PASSAGE SHOWN.
** START **
As military members, we have some advantages to reaching financial independence at an early age. The two biggest advantages are the military retirement pay and benefits, and the Thrift Savings Plan. Today we will focus on why the Thrift Savings Plan is such a great benefit for military members and how you can use the TSP to invest like a world-class investor.

Table of Contents
  1. Highly Respected Investors Would Drool to be Part of the TSP- Lucky Us!
  2. Thrift Savings Plan – Industry Leading Low Fees
    1. Lower Fees Means More Money In Your Pocket
  3. Passive Index Investing
    1. Using Index Funds in the TSP
  4. The TSP Offers Lifelong Benefits

Highly Respected Investors Would Drool to be Part of the TSP- Lucky Us!

The military recently overhauled their retirement system with the Blended Retirement System. The current High-3 military retirement plan only offers a cliff-vesting pension. It’s all or nothing. If you don’t retire with 20 years or more, you walk away from the military with no retirement benefits except what you were able to save on your own.
** END **
DATA EXCERPT.
** START **
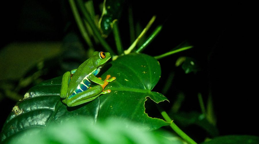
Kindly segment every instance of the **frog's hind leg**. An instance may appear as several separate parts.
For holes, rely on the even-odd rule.
[[[85,91],[70,96],[67,99],[66,104],[68,107],[78,105],[92,101],[100,94],[110,92],[102,92],[102,87],[101,86],[96,86]]]
[[[70,81],[70,72],[66,72],[62,77],[61,82],[61,89],[60,90],[60,97],[62,98],[65,98],[66,97],[68,84]]]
** END **
Reproduce the Thrift Savings Plan passage above the listing in full, word for word, keeping its headings and table of contents.

As military members, we have some advantages to reaching financial independence at an early age. The two biggest advantages are the military retirement pay and benefits, and the Thrift Savings Plan. Today we will focus on why the Thrift Savings Plan is such a great benefit for military members and how you can use the TSP to invest like a world-class investor.

Table of Contents
  1. Highly Respected Investors Would Drool to be Part of the TSP- Lucky Us!
  2. Thrift Savings Plan – Industry Leading Low Fees
    1. Lower Fees Means More Money In Your Pocket
  3. Passive Index Investing
    1. Using Index Funds in the TSP
  4. The TSP Offers Lifelong Benefits

Highly Respected Investors Would Drool to be Part of the TSP- Lucky Us!

The military recently overhauled their retirement system with the Blended Retirement System. The current High-3 military retirement plan only offers a cliff-vesting pension. It’s all or nothing. If you don’t retire with 20 years or more, you walk away from the military with no retirement benefits except what you were able to save on your own.